(Location identification items)
================

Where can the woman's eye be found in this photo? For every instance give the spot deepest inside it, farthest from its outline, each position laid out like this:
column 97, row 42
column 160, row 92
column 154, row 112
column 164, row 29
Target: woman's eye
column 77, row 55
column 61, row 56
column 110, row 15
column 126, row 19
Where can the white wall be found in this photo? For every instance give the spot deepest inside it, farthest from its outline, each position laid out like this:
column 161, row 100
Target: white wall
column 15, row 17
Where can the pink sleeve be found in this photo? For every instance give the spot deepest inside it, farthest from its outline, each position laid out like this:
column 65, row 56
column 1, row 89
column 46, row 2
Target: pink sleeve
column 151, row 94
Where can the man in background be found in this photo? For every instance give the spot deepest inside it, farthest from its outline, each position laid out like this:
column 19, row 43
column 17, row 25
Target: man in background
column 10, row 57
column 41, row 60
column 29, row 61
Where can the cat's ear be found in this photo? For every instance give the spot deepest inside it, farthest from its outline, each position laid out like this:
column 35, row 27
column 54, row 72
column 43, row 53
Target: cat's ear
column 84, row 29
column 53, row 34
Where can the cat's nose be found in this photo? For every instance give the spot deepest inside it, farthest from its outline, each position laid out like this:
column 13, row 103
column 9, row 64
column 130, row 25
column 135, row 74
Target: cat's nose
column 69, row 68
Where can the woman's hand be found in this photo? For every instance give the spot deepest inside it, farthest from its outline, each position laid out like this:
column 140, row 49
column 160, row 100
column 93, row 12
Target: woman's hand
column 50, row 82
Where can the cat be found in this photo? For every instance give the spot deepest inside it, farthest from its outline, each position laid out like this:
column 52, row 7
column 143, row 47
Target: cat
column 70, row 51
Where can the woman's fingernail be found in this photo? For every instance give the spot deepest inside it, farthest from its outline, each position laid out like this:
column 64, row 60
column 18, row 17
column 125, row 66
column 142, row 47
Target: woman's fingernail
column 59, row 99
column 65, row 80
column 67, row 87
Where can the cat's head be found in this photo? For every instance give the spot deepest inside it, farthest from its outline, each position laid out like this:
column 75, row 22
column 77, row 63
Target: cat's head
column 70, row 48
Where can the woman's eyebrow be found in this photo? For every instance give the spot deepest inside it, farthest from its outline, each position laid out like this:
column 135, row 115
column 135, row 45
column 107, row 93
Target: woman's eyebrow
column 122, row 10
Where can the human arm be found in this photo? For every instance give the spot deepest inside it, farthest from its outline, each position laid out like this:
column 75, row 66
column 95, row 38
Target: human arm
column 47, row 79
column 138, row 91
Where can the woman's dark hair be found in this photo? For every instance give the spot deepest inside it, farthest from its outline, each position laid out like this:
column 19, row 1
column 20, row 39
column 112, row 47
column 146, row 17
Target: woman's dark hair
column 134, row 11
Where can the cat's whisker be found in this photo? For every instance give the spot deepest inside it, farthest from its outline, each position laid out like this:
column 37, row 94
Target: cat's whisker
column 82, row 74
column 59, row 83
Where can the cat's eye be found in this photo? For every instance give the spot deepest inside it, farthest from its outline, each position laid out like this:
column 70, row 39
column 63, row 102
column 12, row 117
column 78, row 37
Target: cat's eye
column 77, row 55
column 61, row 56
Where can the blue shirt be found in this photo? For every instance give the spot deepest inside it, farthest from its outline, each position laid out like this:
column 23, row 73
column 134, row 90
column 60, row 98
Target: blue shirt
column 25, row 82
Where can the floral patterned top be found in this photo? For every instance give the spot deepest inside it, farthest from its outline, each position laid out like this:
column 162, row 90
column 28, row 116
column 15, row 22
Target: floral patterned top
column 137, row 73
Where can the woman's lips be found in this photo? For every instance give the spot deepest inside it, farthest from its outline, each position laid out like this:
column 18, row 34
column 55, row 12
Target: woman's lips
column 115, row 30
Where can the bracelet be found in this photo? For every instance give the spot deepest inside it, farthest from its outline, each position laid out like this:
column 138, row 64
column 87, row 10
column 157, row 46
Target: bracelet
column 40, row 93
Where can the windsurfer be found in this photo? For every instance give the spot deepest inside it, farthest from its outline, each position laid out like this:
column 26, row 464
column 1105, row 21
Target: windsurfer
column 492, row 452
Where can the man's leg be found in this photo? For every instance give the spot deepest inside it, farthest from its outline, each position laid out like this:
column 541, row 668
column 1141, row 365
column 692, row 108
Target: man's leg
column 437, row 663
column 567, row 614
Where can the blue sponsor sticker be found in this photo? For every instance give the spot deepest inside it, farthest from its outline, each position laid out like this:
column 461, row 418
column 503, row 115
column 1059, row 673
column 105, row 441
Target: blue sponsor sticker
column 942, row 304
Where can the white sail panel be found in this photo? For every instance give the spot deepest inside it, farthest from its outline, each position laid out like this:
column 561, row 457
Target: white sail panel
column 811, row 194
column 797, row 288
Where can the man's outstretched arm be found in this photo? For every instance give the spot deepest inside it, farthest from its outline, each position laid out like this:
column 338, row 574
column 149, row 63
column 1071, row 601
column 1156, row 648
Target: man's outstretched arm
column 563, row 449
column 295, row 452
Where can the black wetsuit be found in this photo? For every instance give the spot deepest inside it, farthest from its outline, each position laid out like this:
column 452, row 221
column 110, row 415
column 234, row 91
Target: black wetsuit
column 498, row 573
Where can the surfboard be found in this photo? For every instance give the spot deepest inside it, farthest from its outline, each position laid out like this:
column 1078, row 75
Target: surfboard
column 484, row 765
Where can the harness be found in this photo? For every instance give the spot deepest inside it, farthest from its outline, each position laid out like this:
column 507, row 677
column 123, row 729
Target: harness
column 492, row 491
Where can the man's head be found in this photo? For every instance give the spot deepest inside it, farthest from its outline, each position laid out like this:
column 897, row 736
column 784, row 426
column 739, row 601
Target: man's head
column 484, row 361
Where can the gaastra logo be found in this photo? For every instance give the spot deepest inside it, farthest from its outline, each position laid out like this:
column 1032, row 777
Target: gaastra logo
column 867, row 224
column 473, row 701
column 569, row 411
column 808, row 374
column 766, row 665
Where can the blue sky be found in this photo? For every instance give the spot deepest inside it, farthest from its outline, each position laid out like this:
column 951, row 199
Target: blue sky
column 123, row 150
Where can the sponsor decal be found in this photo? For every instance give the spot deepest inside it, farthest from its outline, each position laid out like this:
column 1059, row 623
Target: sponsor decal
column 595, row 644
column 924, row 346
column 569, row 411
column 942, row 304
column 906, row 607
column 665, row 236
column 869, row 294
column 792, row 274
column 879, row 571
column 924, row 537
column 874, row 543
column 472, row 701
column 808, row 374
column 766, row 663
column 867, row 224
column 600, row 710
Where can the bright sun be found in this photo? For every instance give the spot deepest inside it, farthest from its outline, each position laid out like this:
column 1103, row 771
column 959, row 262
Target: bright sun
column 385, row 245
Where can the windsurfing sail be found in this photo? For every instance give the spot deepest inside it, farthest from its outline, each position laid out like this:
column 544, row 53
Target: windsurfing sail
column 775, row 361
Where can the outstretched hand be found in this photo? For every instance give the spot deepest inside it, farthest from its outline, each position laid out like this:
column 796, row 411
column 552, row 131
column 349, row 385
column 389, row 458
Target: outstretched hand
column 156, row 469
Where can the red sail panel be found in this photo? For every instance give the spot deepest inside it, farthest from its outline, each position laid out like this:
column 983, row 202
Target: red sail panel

================

THE REQUEST: Reproduce all of the items above verbatim, changing nothing.

REPLY TO THE EXERCISE:
Where can the woman's eye be found in this photo? For every instance give the spot deepest inside it, farthest from its outline, each position laid out like this:
column 97, row 42
column 160, row 92
column 154, row 112
column 164, row 29
Target: woman's eye
column 77, row 55
column 61, row 56
column 110, row 15
column 126, row 19
Where can the white wall be found in this photo? For every instance give the spot deepest inside it, farthest from its outline, each position laid out like this:
column 161, row 100
Target: white wall
column 15, row 17
Where can the pink sleeve be found in this photo? For every instance give the spot deepest inside it, farthest from its outline, each position laid out like this:
column 65, row 56
column 1, row 89
column 46, row 2
Target: pink sleeve
column 151, row 94
Where can the man in background be found in this photo? For every instance give the spot deepest inside it, farthest from its outline, each position laid out like this:
column 19, row 43
column 17, row 25
Target: man in background
column 10, row 57
column 41, row 60
column 29, row 61
Where can the cat's ear be found in this photo? For every instance give the spot deepest inside it, farthest from its outline, each position laid out like this:
column 35, row 27
column 54, row 72
column 43, row 53
Target: cat's ear
column 84, row 29
column 53, row 34
Where can the cat's nose be found in this photo? For every instance give the spot deepest inside it, farthest from its outline, each position laid out like this:
column 13, row 103
column 9, row 64
column 130, row 25
column 135, row 74
Target: cat's nose
column 69, row 68
Where can the woman's hand be found in this photo? For every instance give the spot deepest inside it, farthest from its outline, each position laid out like this:
column 140, row 49
column 160, row 100
column 93, row 12
Target: woman's hand
column 50, row 82
Where can the cat be found in this photo? For every instance give the spot deepest inside it, farthest from its outline, each position laid out like this:
column 52, row 7
column 143, row 47
Target: cat
column 70, row 51
Where can the woman's fingernail be found in this photo? For every instance give the spot deepest inside it, farthest from its outline, each position laid out like this:
column 64, row 60
column 18, row 17
column 125, row 66
column 142, row 47
Target: woman's fingernail
column 59, row 99
column 65, row 80
column 67, row 87
Where can the cat's head be found in this photo? For every instance give the spot deepest inside it, farthest from its outline, each position laid out like this:
column 75, row 22
column 77, row 63
Target: cat's head
column 70, row 48
Where can the woman's eyebrow be found in this photo? For every instance give the spot deepest inside it, farthest from its outline, each position laid out like this:
column 135, row 115
column 135, row 45
column 107, row 93
Target: woman's eyebrow
column 122, row 10
Where can the human arm be found in this photo? For every instance give the spot deepest inside it, farthest from its outline, each position laid out like this:
column 75, row 66
column 95, row 38
Target: human arm
column 47, row 79
column 138, row 91
Where can the woman's dark hair be found in this photo? For every instance give the spot deepest inside it, farthest from its outline, each position laid out like this:
column 19, row 1
column 20, row 39
column 112, row 47
column 146, row 17
Target: woman's dark hair
column 134, row 11
Where can the cat's whisker be found in this photo? For every instance give the spot deepest inside it, farthest from its outline, each position laid out like this:
column 37, row 94
Target: cat's whisker
column 82, row 74
column 59, row 83
Where can the cat's eye be found in this photo? For every instance give the spot deepest inside it, farthest from its outline, each position laid out like this:
column 70, row 39
column 63, row 102
column 12, row 117
column 78, row 37
Target: cat's eye
column 77, row 55
column 61, row 56
Where can the blue shirt be found in this photo? For every instance give the spot deepest inside it, farthest from its outline, each position laid out like this:
column 23, row 73
column 134, row 90
column 60, row 98
Target: blue shirt
column 25, row 82
Where can the floral patterned top be found in this photo? For every instance give the spot deepest inside it, farthest from its outline, each position laid out like this:
column 162, row 90
column 28, row 116
column 15, row 22
Target: floral patterned top
column 137, row 73
Where can the woman's lips be found in this photo? For every instance give the spot deepest inside it, farthest from its outline, each position laid out like this:
column 18, row 34
column 55, row 12
Target: woman's lips
column 115, row 30
Where can the bracelet be found in this photo? For every instance give the spot deepest inside it, farthest from its outline, each position laid out like this:
column 138, row 64
column 87, row 10
column 157, row 46
Target: bracelet
column 40, row 93
Where can the windsurfer be found in this photo? For every instance give the spot deepest inside it, farthest from its outline, each position laid out like this:
column 26, row 464
column 1105, row 21
Target: windsurfer
column 492, row 452
Where can the man's leg be found in this photo? For every instance give the spot deepest inside it, farthest from its outline, each position laid out like this:
column 541, row 668
column 1141, row 365
column 692, row 108
Target: man's leg
column 437, row 663
column 567, row 614
Where can the blue sponsor sticker be found in this photo? For every instance give the spot deepest inside it, farthest from its outline, each position laid out like this:
column 461, row 418
column 503, row 115
column 1059, row 673
column 105, row 441
Target: blue sponsor sticker
column 942, row 304
Where can the white sail panel be found in this photo? For every instance give the spot deepest inside it, farthest from its outline, each position laid out like this:
column 561, row 457
Target: white sail panel
column 811, row 194
column 797, row 288
Where can the man's outstretched arm be found in this photo? For every instance give the spot deepest inside it, farthest from its outline, each position laid out like this:
column 338, row 574
column 149, row 63
column 1071, row 601
column 1156, row 648
Target: man's outstretched arm
column 563, row 449
column 295, row 452
Where can the black wetsuit be found in this photo? For every instance give the spot deepest inside it, farthest from its outline, each position laid out like this:
column 452, row 221
column 110, row 415
column 234, row 91
Target: black wetsuit
column 498, row 573
Where can the surfboard be found in this photo? For every instance give the spot deepest inside it, farthest from its outline, each position laid out like this:
column 1078, row 75
Target: surfboard
column 484, row 765
Where can the harness be found in this photo? For every instance give the spot deepest inside it, farthest from its outline, each position laid out like this:
column 507, row 677
column 123, row 729
Target: harness
column 492, row 491
Where can the man's head be found in this photo? For every instance give the spot deepest inside it, farthest from its outline, each position laid out like this:
column 897, row 736
column 784, row 426
column 739, row 601
Target: man's head
column 484, row 361
Where can the gaastra logo be found in this photo? For every instance give the spot deepest inside it, farthest from its outline, each position laid out like this:
column 1032, row 777
Target: gaastra logo
column 867, row 224
column 473, row 701
column 569, row 411
column 808, row 374
column 766, row 665
Where can the blue sky be found in this photo? For every instance give the spot deepest inside it, farthest from its outline, each position laid out like this:
column 951, row 199
Target: blue sky
column 123, row 150
Where can the sponsor decal be found in this photo? For every instance give the spot deepest inside it, farthest from its outline, each position laid out like this:
column 1059, row 623
Target: sponsor decal
column 595, row 644
column 924, row 346
column 569, row 411
column 942, row 304
column 906, row 607
column 665, row 236
column 869, row 294
column 792, row 274
column 879, row 571
column 924, row 537
column 874, row 543
column 472, row 701
column 808, row 374
column 766, row 663
column 867, row 224
column 600, row 710
Where can the bright sun be found in this photo? For every instance give the spot deepest inside it, farthest from its outline, each position laid out like this:
column 1103, row 771
column 959, row 262
Target: bright sun
column 385, row 245
Where can the windsurfing sail be found in this photo? For every instance give the spot deepest inside it, farthest from its outline, each position laid out like this:
column 544, row 53
Target: windsurfing sail
column 775, row 361
Where can the outstretched hand be found in this photo? For every instance give the spot deepest inside it, farthest from its outline, each position laid out like this:
column 796, row 411
column 552, row 131
column 349, row 385
column 389, row 458
Target: outstretched hand
column 156, row 469
Where can the red sail panel be found in this photo? For every instance give the spot deepest inside it, farthest from its outline, each position laid out like this:
column 983, row 202
Target: red sail panel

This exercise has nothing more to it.